→ PROBLEM A: Gather every line of the rows that contains the string "trail", copying each such line in full.
→ PROBLEM B: Carry on the description of the semiconductor fuse element, starting after its final sentence.

-- BEGIN EXTRACT PROVIDED --

Further, as illustrated in FIG. 1B, the fuse element 3 is formed on a base insulating film 2, which is, for example, a silicon oxide film, and is formed on a semiconductor substrate 1.

As the base insulating film 2, a LOCOS insulating film or an STI insulating film for element isolation is used when the fuse element 3 is made of polysilicon. Further, when the fuse element 3 is made of metal, a BPSG film and an inter-layer insulating film for isolation between wiring lines are further laminated. However, the configuration of the base insulating film 2 is not limited to the films made of those materials as long as the base insulating film 2 serves as an insulating film.

On the fuse element 3, a protective insulating film 4, which is a silicon oxide film or a silicon nitride film, is formed. The protective insulating film 4 is formed in order to avoid damage to or deterioration of the fuse element 3 due to a direct contact of the fuse element 3 with moisture or a foreign substance. In order to fulfill its role, the protective insulating film 4 is formed of any one of a BPSG film, an inter-layer insulating film, and a passivation film, or a combination thereof. The protective insulating film 4 is not particularly limited to those described above as long as the protective insulating film 4 serves as an insulating film.

As illustrated in FIG. 1B, a cross section of the laser irradiation portion 13 of the fuse element 3 of the first embodiment has chamfers formed by chamfering a first corner portion between a bottom surface of the fuse element 3 and the right side surface and a second corner portion between the bottom surface and the left side surface. Each of the chamfers is formed along the side surface located at one end in the widthwise direction of the laser irradiation portion 13, and the respective chamfers are formed on the right and left side of the laser irradiation portion 13.

-- END EXTRACT PROVIDED --
-- BEGIN EXTRACTED INFORMATION --

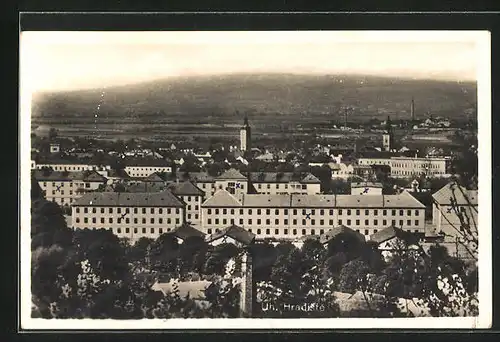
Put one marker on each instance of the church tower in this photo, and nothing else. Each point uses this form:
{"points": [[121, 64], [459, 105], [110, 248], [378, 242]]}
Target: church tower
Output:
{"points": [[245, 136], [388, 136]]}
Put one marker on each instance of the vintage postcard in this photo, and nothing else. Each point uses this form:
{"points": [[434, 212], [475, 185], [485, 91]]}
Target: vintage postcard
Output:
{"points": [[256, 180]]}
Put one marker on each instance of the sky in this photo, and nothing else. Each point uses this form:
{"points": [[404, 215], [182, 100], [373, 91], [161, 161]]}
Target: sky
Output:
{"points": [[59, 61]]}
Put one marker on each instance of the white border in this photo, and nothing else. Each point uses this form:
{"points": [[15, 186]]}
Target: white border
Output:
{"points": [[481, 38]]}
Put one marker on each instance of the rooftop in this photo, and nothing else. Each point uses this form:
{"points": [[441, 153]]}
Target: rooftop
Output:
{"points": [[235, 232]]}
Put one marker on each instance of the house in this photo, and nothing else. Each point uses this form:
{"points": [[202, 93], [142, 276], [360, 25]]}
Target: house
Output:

-- END EXTRACTED INFORMATION --
-- BEGIN EXTRACTED INFORMATION --

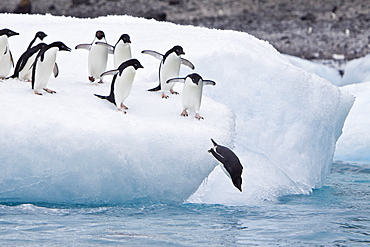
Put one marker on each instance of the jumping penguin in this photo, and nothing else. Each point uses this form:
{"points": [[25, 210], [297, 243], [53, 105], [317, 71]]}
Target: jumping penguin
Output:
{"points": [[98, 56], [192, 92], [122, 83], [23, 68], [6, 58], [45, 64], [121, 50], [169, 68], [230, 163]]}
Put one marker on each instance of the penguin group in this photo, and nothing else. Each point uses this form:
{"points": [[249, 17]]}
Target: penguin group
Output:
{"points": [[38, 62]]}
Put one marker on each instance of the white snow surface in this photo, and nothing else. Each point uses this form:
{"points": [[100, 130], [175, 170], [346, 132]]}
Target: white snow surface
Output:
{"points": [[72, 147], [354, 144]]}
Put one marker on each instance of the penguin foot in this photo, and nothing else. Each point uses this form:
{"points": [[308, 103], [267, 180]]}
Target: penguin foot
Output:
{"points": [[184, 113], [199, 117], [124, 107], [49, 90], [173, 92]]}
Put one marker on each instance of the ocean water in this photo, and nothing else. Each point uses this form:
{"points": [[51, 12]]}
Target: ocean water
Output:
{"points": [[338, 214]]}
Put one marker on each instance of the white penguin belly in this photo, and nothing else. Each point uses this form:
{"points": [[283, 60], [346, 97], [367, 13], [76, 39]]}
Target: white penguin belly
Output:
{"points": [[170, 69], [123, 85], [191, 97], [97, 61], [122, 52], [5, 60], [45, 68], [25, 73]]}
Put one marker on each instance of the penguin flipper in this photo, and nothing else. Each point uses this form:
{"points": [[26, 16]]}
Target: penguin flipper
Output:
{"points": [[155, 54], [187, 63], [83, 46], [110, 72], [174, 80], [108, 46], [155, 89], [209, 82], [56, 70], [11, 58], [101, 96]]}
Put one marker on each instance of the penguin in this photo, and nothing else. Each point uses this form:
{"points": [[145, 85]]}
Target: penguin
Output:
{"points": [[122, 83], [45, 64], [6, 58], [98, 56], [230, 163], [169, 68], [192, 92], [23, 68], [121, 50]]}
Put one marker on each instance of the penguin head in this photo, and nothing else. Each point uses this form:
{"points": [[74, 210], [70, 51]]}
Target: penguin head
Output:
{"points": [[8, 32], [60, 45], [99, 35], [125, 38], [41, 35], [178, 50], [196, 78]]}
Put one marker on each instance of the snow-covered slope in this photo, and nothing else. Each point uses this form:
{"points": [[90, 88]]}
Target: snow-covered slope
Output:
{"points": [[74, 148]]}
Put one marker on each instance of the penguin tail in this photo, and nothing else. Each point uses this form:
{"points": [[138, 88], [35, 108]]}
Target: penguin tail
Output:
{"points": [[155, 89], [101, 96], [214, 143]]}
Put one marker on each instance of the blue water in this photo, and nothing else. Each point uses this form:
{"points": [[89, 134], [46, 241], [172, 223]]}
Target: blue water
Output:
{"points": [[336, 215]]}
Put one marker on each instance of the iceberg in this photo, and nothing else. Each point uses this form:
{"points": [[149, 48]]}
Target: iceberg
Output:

-- END EXTRACTED INFORMATION --
-- BEGIN EXTRACTED INFORMATION --

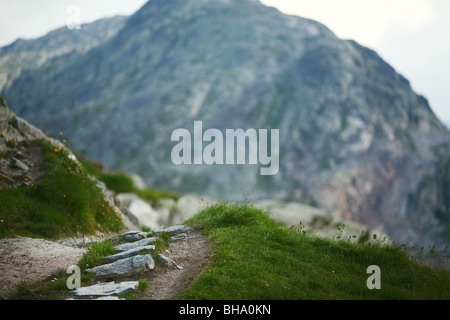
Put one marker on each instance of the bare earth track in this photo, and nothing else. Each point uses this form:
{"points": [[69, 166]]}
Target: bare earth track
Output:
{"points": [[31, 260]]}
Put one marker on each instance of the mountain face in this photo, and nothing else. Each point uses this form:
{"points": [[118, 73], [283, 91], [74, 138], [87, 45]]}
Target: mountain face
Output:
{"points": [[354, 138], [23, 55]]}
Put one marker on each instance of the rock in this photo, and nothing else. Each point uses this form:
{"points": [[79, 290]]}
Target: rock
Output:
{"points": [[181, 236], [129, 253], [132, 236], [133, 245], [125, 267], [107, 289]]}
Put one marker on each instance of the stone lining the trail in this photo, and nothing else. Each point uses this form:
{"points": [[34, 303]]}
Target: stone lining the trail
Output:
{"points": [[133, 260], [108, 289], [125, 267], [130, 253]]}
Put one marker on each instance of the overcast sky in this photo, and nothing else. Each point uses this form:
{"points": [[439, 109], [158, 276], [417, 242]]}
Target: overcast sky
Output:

-- END EXTRACTED INFORMATION --

→ WRITTEN RESPONSE A:
Put one marker on each instance of the stone lining the trail in this photo, and nothing else. Each point uses this form:
Target: stone lining the trail

→ WRITTEN RESPONSE B:
In the first embodiment, the bottom surface and top surface of the laser irradiation portion 13 are parallel to each other, which is similar to the related art.

By the way, the inventor of the present invention has observed the following phenomenon. Specifically, when the protective insulating film 4 has a thickness that is 2.5 times or more of that of the base insulating film 2, a fusing failure of the fuse element 3 is liable to occur. Accordingly, while energy of a laser needs to be increased, in this case, cracks are liable to occur in the base insulating film 2. The inventor of the present invention considers the following as the reason for the occurrence of that phenomenon.

When the laser irradiation portion 13 melts and evaporates by laser irradiation and explodes due to increased vapor pressure, protruded corner portions of the laser irradiation portion 13 are extruded to the outside due to an expansion action at the time when the laser irradiation portion 13 melts and evaporates. Then, stress is concentrated to recessed portions of the insulating film, which are in contact with the protruded corner portions. Accordingly, at the time when the insulating films at the corner portions in four oblique directions in the cross section of the laser irradiation portion 13 are radially extruded, if the protective insulating film 4 is thin, the protective insulating film 4 breaks to scatter along two obliquely upward directions of the protective insulating film 4 having low breaking strength. On the other hand, when the protective insulating film 4 on the laser irradiation portion 13 is thick and hard and the protective insulating film 4 in contact with the corner portions in the two obliquely upward directions of the laser irradiation portion 13 thus breaks less easily, stress is concentrated to the base insulating film 2 in contact with the corner portions in two obliquely downward directions of the laser irradiation portion 13 on its bottom surface side. When the stress exceeds breaking strength of the base insulating film 2, cracks occur in the two obliquely downward directions.

In other words, when the protective insulating film 4 becomes thicker, a permissible lower limit of energy of the laser rises in order to cause the protective insulating film 4 to scatter simultaneously with the melting and evaporating of the fuse element 3, and a permissible upper limit of energy of the laser lowers in order to avoid cracks in the base insulating film 2. As a result, it becomes difficult to stably fuse the fuse element 3.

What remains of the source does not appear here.